Brief:
Convert every line of the items below into a Markdown table with the columns "No." and "Entry," numbering each row and skipping blank lines. Leave the pictures out of the answer.

Records provided:
◇ ◇ ◇ ◇ ◇ ◇ ◇

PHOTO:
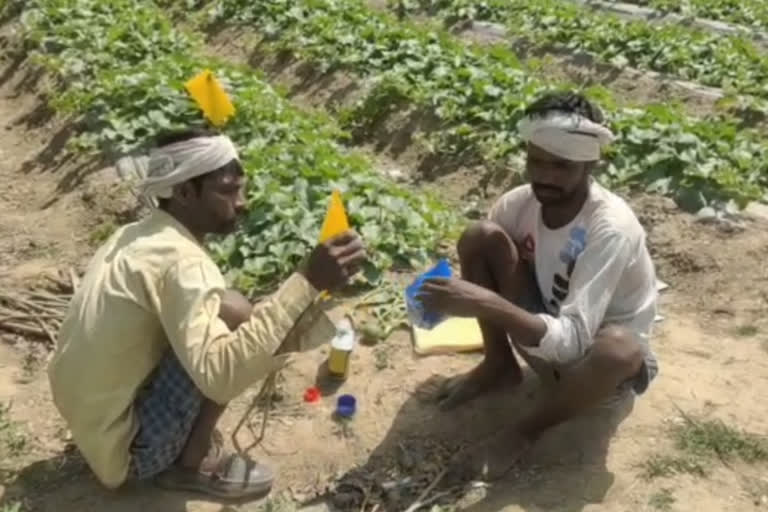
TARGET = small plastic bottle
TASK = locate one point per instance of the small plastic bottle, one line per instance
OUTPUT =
(419, 316)
(341, 349)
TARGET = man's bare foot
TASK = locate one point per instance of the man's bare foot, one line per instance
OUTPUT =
(464, 388)
(492, 458)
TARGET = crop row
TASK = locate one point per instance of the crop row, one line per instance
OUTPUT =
(749, 13)
(121, 67)
(728, 62)
(479, 94)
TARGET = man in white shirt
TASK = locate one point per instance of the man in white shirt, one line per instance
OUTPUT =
(559, 274)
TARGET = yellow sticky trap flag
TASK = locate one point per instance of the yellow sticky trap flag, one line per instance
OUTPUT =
(336, 221)
(211, 98)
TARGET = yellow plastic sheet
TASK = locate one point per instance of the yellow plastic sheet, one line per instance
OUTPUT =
(336, 221)
(452, 335)
(211, 98)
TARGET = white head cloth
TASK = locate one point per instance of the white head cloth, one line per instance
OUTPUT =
(176, 163)
(569, 136)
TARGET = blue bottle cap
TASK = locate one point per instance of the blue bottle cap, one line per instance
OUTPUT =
(346, 406)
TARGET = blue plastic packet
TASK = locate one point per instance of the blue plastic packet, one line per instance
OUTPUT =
(418, 315)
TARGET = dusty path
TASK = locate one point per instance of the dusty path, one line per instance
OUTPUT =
(713, 349)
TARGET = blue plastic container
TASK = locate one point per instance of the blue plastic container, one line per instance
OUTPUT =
(346, 406)
(418, 315)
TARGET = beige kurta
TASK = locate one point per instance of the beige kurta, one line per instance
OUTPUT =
(149, 286)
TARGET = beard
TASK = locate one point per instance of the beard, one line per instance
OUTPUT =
(549, 194)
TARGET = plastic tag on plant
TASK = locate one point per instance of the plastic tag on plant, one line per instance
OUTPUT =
(211, 97)
(416, 312)
(336, 221)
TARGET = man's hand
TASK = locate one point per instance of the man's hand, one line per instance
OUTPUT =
(455, 297)
(234, 309)
(334, 262)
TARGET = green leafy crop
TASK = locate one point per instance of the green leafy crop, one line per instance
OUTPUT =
(750, 13)
(479, 94)
(122, 67)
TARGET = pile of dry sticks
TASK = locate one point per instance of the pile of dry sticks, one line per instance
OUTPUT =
(38, 314)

◇ ◇ ◇ ◇ ◇ ◇ ◇

Result below:
| No. | Entry |
|---|---|
| 1 | PHOTO: |
| 2 | TARGET = small plastic bottle |
| 3 | TASK = locate one point per instance of the small plastic bottle, one line per instance |
| 4 | OUTPUT = |
| 5 | (419, 316) |
| 6 | (341, 349) |
| 7 | TARGET = man's bare foot |
| 8 | TASK = locate one point per instance of the man's bare foot, one line per instance |
| 9 | OUTPUT = |
| 10 | (464, 388) |
| 11 | (492, 458) |
| 12 | TARGET = crop row |
| 13 | TASK = locate one point per instance of the crop row, one line per instance |
| 14 | OUTPUT = |
| 15 | (749, 13) |
| 16 | (121, 67) |
| 17 | (728, 62) |
| 18 | (479, 94) |
| 19 | TARGET = man in white shirt |
| 20 | TASK = locate one point per instance of the man in white shirt, one line per instance |
| 21 | OUTPUT = |
| 22 | (559, 274) |
| 23 | TARGET = yellow sticky trap flag |
| 24 | TASK = locate one point per instance of the yellow sticky trap flag, one line per instance |
| 25 | OUTPUT = |
| 26 | (336, 221) |
| 27 | (211, 98) |
| 28 | TARGET = yellow plastic sheet |
| 29 | TASK = locate one point per instance of the yellow plastic sheet, one line per instance |
| 30 | OUTPUT = |
| 31 | (336, 221) |
| 32 | (452, 335) |
| 33 | (211, 98) |
| 34 | TARGET = white head cloth |
| 35 | TASK = locate one point per instance of the white head cloth, one line per instance |
| 36 | OUTPUT = |
| 37 | (176, 163) |
| 38 | (569, 136) |
| 39 | TARGET = blue bottle cap |
| 40 | TASK = locate one point per instance of the blue bottle cap, one line per instance |
| 41 | OUTPUT = |
| 42 | (346, 406) |
| 43 | TARGET = blue plastic packet |
| 44 | TASK = locate one point per instance of the blue plastic packet, one line per instance |
| 45 | OUTPUT = |
| 46 | (418, 315) |
| 47 | TARGET = dusty path |
| 48 | TASK = locate one point per instance of the dusty path, one line per instance |
| 49 | OUTPUT = |
| 50 | (713, 349) |
| 51 | TARGET = blue plastic container |
| 52 | TASK = locate one point per instance of the blue plastic container, one line per instance |
| 53 | OUTPUT = |
| 54 | (346, 406) |
| 55 | (418, 315) |
| 56 | TARGET = beige kurta |
| 57 | TASK = locate one point per instance of the beige kurta, one line per instance |
| 58 | OUTPUT = |
| 59 | (149, 286) |
| 60 | TARGET = beard |
| 61 | TASK = locate one point per instance of the beard, one line per instance |
| 62 | OUTPUT = |
| 63 | (549, 194) |
| 64 | TARGET = plastic tag on plant |
| 65 | TASK = locate one point per instance of the plastic tag on plant, one line per instance |
| 66 | OUTPUT = |
| 67 | (211, 97) |
| 68 | (416, 312) |
| 69 | (336, 221) |
| 70 | TARGET = man's hand |
| 71 | TASK = locate one point per instance of the man's hand, one line per instance |
| 72 | OUTPUT = |
| 73 | (455, 297) |
| 74 | (234, 309) |
| 75 | (334, 262) |
| 76 | TARGET = green leafy crop |
| 77 | TASK = locate one point per instance of the green leafy crop, one line per instance |
| 78 | OUTPUT = |
| 79 | (750, 13) |
| 80 | (479, 94) |
| 81 | (122, 67) |
| 82 | TARGET = pile of dry sticks |
| 83 | TASK = locate one point per instance of the pile of dry sticks, one line per instance |
| 84 | OUTPUT = |
| 85 | (38, 314) |